- **Requirements**:
Write out every one of the rows below word for word, without changing or leaving out anything.

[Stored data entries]
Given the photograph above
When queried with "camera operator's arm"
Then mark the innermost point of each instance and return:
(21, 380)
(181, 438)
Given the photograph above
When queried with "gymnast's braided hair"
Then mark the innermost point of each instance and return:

- **Task answer**:
Given the photograph above
When queried with "camera operator's arm"
Then mark the innermost point of each instance and return:
(21, 380)
(181, 438)
Given the photograph above
When queried with "gymnast's braided hair"
Then mark the innermost point of each instance and return:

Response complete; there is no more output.